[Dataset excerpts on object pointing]

start

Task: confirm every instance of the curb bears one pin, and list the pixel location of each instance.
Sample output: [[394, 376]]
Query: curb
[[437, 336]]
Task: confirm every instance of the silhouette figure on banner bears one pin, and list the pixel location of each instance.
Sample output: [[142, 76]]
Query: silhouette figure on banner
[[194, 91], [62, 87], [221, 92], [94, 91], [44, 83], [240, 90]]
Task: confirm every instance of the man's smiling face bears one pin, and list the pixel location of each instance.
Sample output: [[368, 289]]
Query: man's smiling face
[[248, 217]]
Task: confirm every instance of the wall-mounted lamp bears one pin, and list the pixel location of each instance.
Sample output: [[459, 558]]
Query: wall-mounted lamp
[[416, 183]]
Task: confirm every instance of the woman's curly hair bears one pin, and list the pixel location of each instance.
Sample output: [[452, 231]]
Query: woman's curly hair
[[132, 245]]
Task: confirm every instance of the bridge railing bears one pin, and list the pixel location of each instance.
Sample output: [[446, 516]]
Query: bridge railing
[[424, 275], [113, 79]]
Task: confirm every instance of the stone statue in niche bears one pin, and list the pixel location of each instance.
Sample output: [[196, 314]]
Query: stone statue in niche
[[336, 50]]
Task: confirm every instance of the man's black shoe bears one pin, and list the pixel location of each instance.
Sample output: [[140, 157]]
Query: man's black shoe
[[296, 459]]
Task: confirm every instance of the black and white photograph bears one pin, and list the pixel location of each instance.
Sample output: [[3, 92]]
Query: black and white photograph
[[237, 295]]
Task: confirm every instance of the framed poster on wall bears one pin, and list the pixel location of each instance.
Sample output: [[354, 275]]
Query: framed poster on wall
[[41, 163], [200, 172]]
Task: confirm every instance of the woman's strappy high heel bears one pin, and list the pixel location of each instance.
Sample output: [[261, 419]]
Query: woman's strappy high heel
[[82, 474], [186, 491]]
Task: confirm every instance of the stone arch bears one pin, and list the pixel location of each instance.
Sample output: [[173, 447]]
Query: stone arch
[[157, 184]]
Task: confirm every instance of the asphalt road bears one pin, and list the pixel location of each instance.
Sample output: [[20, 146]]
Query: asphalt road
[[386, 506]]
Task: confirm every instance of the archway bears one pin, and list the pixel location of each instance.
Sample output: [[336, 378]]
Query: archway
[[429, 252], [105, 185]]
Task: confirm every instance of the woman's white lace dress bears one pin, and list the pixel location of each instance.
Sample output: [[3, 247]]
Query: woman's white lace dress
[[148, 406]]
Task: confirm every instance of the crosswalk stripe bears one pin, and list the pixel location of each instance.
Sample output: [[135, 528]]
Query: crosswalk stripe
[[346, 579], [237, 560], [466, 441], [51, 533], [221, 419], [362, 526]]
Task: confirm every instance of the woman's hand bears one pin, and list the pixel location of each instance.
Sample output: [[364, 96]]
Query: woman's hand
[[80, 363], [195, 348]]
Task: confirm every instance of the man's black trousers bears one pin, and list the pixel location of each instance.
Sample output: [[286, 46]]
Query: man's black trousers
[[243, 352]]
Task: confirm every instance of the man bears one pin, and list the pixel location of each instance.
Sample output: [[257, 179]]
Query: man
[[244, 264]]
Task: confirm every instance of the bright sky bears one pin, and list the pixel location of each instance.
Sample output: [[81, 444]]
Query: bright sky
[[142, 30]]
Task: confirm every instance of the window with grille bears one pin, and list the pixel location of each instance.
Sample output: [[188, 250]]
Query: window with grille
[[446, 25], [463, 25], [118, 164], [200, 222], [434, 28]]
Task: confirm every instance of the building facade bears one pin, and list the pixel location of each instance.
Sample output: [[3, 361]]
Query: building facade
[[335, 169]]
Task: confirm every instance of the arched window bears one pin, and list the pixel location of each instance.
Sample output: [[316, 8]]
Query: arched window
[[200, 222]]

end

> **EXERCISE DIRECTIONS**:
Please set out every line of the items above as a Markdown table with the columns "No." and "Text", where "No." numbers each row and blank lines are omitted.

> **ANSWER TO THE TASK**:
| No. | Text |
|---|---|
| 1 | Task: confirm every instance of the curb bears one pin, and list the pixel location of each instance. |
| 2 | Sample output: [[394, 376]] |
| 3 | Query: curb |
| 4 | [[437, 336]] |
| 5 | Task: confirm every instance of the silhouette figure on banner bears one pin, and list the pixel location of each instance. |
| 6 | Sample output: [[142, 76]] |
| 7 | Query: silhouette figure on banner |
| 8 | [[194, 91], [62, 87], [221, 92], [94, 91], [44, 83], [240, 90]] |
| 9 | Task: confirm every instance of the man's smiling face bears one pin, and list the pixel location of each instance. |
| 10 | Sample output: [[368, 289]] |
| 11 | Query: man's smiling face |
| 12 | [[248, 217]] |
| 13 | Task: confirm every instance of the wall-mounted lamp bears one pin, and list the pixel location of each instance. |
| 14 | Sample output: [[459, 558]] |
| 15 | Query: wall-mounted lamp |
| 16 | [[416, 183]] |
| 17 | Task: confirm every instance of the woman's curly hair bears one pin, and list the pixel location of each instance. |
| 18 | Sample output: [[452, 231]] |
| 19 | Query: woman's curly hair |
| 20 | [[132, 245]] |
| 21 | Task: confirm every instance of the bridge railing bears one pin, and list the pixel location of each instance. |
| 22 | Sample output: [[446, 516]] |
| 23 | Query: bridge railing |
| 24 | [[424, 275], [113, 79]] |
| 25 | Task: confirm every instance of the stone statue in niche bears one pin, and list the pixel location of each instance. |
| 26 | Sample output: [[196, 314]] |
| 27 | Query: stone statue in niche |
| 28 | [[336, 50]] |
| 29 | Task: confirm every instance of the man's black shoe bears one pin, and list the pixel location of each instance. |
| 30 | Sample output: [[140, 157]] |
| 31 | Query: man's black shoe |
| 32 | [[296, 459]] |
| 33 | Task: confirm every instance of the black and white photograph bears one pin, and list the pixel location of each instance. |
| 34 | Sample output: [[3, 92]] |
| 35 | Query: black and white photograph |
| 36 | [[237, 295]] |
| 37 | Task: confirm every instance of the framed poster on wall bears one pin, and list the pixel location of each instance. |
| 38 | Sample output: [[354, 275]] |
| 39 | Query: framed poster on wall |
| 40 | [[41, 163], [200, 172]] |
| 41 | Task: confirm every instance of the woman's strappy high heel bears one pin, and list the pixel location of each instance. |
| 42 | Sample output: [[261, 419]] |
| 43 | Query: woman's strappy high heel |
| 44 | [[82, 474], [186, 491]] |
| 45 | Task: confirm every instance of the stone arch bears one pin, and list the pixel location of each instance. |
| 46 | Sample output: [[173, 447]] |
| 47 | Query: stone arch |
| 48 | [[157, 184]] |
| 49 | Task: confirm every instance of the asphalt road bears one pin, and list the pixel location of each instance. |
| 50 | Sample output: [[20, 146]] |
| 51 | Query: asphalt road |
| 52 | [[386, 506]] |
| 53 | Task: confirm every instance of the archway bears one pin, and list the pixel location of each instance. |
| 54 | Sample output: [[336, 378]] |
| 55 | Query: archway |
| 56 | [[429, 252], [105, 185]] |
| 57 | Task: confirm every instance of the woman's white lace dress bears one pin, and list the pixel location of each instance. |
| 58 | Sample output: [[3, 247]] |
| 59 | Query: woman's white lace dress |
| 60 | [[148, 406]] |
| 61 | Task: confirm every instance of the crosswalk stripe bears one pin, and list the pixel location of each instance. |
| 62 | Sample output: [[135, 528]] |
| 63 | Query: crosswalk stripe |
| 64 | [[346, 579], [237, 560], [466, 441], [51, 533], [221, 419], [362, 526]] |
| 65 | Task: confirm every instance of the woman's hand bears one pin, and list the pixel location of each instance. |
| 66 | Sample output: [[364, 96]] |
| 67 | Query: woman's hand |
| 68 | [[80, 363], [195, 348]] |
| 69 | Task: confirm every instance of the man's black trousers bears one pin, and list the pixel location of each instance. |
| 70 | Sample output: [[286, 46]] |
| 71 | Query: man's black trousers |
| 72 | [[243, 352]] |
| 73 | Task: confirm every instance of the man bears one pin, and list the pixel location of each instance. |
| 74 | Sample output: [[257, 179]] |
| 75 | Query: man |
| 76 | [[244, 264]] |
| 77 | Task: confirm every instance of the bright sky bears one pin, and list the pixel location of each instance. |
| 78 | Sample output: [[81, 444]] |
| 79 | Query: bright sky |
| 80 | [[142, 30]] |
| 81 | Task: confirm every instance of the window with grille bears one pin, and list the pixel location of each instance. |
| 82 | Sample output: [[188, 250]] |
| 83 | Query: window with grille |
| 84 | [[446, 25], [463, 25], [118, 164], [200, 222], [434, 28]] |
| 85 | Task: confirm every instance of the building facade bears one pin, and list the pixel location of each instance. |
| 86 | Sample output: [[3, 361]] |
| 87 | Query: building facade |
| 88 | [[335, 169]] |
| 89 | Task: confirm every instance of the arched window bears one pin, and list the pixel location of each instance. |
| 90 | Sample output: [[316, 8]] |
| 91 | Query: arched window |
| 92 | [[200, 222]] |